◆ RECORD SET ◆
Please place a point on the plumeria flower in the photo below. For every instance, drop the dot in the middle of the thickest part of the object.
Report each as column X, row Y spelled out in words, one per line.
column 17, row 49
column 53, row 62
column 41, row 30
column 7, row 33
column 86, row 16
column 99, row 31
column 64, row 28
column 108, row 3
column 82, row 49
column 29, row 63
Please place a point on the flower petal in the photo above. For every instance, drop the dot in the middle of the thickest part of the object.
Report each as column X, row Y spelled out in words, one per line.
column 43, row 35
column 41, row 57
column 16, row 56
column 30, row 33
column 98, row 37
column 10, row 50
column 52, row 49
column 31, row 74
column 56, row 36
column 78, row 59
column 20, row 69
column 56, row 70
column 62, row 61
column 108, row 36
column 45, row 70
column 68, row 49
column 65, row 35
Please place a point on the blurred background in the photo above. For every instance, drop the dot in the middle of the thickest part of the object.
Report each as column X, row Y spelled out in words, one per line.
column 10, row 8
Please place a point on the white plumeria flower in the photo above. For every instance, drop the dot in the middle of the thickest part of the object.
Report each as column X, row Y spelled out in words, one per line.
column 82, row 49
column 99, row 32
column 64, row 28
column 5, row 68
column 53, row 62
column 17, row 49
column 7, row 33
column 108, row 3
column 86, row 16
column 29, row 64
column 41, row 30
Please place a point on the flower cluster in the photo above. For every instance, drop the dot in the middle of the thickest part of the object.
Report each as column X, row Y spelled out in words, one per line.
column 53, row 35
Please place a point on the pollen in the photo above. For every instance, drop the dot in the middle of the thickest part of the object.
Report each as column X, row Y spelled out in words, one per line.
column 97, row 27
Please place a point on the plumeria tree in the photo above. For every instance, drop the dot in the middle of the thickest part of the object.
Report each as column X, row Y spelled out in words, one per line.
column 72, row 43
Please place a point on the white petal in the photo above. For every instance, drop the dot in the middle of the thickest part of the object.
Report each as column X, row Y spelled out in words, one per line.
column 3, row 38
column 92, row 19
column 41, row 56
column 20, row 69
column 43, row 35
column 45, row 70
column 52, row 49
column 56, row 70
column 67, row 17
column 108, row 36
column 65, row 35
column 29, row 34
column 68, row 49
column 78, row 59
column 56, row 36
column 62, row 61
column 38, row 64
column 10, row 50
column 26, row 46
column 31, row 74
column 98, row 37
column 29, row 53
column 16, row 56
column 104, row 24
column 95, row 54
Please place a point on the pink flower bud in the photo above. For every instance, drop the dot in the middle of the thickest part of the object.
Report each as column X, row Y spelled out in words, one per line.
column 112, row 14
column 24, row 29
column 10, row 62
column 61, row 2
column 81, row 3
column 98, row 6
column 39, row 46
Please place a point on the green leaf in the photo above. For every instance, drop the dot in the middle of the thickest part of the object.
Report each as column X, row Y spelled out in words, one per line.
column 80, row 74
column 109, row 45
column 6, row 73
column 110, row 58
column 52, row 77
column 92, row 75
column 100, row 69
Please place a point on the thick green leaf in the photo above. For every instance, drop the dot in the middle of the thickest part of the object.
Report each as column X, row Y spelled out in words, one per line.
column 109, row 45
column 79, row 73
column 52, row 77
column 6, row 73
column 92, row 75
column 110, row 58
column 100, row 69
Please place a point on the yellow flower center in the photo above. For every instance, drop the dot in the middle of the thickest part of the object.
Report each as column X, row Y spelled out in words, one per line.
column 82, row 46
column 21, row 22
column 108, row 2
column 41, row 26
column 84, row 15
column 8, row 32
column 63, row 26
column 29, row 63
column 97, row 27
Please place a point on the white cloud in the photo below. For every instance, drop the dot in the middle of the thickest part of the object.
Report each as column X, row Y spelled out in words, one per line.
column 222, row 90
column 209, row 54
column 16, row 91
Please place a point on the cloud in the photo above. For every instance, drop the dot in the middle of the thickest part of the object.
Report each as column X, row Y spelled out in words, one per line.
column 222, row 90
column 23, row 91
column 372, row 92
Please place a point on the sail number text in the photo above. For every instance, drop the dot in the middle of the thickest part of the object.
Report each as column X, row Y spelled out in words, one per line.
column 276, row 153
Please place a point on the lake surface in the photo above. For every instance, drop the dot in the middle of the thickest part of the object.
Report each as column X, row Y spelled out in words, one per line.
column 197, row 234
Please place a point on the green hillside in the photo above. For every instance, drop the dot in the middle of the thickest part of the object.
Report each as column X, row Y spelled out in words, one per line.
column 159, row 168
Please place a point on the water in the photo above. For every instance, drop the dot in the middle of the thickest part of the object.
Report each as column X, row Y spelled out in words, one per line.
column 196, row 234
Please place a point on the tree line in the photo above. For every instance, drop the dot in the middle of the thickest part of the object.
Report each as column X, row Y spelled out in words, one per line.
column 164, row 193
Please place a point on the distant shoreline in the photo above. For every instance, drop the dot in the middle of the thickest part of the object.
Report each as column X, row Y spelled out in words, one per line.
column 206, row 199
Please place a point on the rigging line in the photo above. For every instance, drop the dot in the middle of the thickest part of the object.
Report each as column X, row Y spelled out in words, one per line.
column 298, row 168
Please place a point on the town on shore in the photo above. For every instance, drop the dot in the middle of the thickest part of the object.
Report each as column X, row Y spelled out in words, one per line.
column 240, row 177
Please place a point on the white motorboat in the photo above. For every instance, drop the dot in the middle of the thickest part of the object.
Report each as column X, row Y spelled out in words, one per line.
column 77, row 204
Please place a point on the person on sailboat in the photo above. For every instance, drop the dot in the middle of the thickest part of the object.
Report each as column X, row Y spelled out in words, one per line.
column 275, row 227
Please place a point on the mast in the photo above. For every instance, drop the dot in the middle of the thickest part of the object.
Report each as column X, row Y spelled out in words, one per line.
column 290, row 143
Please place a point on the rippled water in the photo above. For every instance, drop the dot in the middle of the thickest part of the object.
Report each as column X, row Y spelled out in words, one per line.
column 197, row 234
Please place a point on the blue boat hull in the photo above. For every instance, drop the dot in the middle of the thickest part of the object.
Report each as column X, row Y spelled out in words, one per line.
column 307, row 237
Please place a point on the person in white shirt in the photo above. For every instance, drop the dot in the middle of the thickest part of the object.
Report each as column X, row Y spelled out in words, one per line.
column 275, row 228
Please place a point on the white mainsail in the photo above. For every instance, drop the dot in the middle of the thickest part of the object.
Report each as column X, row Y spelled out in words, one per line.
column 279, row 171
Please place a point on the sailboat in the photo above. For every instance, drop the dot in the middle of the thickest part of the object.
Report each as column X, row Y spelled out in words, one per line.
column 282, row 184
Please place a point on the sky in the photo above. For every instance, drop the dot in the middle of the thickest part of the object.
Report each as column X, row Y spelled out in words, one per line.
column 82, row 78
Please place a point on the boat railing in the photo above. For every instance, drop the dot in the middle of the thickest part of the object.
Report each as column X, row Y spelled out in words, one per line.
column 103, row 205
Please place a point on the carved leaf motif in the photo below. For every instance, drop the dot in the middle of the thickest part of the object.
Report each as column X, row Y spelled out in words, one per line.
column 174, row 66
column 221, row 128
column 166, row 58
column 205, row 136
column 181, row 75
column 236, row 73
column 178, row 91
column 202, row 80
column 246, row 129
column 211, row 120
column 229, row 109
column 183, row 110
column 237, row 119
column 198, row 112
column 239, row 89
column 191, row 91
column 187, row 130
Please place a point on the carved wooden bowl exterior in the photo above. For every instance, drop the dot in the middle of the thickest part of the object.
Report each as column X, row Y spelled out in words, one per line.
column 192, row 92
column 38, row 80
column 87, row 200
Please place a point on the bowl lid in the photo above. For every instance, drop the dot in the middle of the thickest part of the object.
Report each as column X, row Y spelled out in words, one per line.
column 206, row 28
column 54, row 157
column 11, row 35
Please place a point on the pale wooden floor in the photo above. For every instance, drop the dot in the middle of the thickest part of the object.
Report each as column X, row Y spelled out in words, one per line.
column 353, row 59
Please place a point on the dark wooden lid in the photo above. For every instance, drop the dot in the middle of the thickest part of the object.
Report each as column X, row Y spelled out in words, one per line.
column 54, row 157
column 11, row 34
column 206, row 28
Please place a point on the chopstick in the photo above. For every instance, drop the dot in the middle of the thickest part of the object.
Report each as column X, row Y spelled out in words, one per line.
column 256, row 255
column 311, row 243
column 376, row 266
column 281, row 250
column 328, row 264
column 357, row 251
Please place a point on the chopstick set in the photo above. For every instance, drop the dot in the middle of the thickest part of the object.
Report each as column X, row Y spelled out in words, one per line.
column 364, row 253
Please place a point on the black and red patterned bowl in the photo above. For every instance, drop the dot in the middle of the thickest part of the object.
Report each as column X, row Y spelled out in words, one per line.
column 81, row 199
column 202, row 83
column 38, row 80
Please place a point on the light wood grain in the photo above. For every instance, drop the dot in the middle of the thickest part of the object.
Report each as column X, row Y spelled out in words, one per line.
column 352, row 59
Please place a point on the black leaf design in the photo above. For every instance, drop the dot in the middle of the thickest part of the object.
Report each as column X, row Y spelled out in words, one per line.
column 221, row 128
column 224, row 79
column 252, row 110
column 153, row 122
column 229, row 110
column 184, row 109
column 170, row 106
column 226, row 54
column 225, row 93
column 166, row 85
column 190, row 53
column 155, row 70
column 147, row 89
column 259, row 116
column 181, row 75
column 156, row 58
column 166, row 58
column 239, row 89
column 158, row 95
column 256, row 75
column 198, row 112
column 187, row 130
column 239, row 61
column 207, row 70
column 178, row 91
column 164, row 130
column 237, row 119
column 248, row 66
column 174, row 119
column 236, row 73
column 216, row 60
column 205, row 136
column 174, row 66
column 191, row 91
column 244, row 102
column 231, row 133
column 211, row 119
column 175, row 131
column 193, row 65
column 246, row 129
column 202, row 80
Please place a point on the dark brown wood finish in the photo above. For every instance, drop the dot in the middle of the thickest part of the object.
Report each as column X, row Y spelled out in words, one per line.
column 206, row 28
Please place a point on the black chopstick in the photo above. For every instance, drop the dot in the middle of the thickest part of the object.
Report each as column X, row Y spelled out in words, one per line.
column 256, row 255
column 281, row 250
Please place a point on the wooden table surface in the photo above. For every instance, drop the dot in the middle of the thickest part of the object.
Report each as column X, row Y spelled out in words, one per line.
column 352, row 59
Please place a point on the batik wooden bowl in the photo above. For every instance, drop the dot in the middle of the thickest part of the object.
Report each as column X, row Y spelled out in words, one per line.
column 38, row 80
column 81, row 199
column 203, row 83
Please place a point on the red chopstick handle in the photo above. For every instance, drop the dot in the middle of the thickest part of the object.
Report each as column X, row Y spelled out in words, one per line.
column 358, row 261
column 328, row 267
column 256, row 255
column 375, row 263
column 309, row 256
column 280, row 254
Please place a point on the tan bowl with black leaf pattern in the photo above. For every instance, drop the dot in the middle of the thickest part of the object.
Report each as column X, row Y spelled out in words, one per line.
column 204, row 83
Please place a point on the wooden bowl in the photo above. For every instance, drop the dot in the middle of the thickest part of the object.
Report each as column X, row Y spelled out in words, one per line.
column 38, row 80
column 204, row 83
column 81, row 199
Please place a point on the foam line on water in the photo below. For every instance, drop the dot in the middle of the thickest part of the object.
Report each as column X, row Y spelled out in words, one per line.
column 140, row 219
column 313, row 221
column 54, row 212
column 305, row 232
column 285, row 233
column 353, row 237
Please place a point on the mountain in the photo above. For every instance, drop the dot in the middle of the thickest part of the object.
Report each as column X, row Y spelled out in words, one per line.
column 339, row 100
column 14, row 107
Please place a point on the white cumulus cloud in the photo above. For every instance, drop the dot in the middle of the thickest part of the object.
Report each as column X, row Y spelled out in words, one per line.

◆ PROMPT ◆
The answer should consist of every line from the listing above that includes the word "person".

◆ YOUR RESPONSE ◆
Please place a point on the person on sailboat in the photo above. For every instance, drop the dot in the middle of the thickest part of the object.
Please place a point on the person in white shirt in the photo above. For every instance, drop the dot in the middle of the thickest part of the object.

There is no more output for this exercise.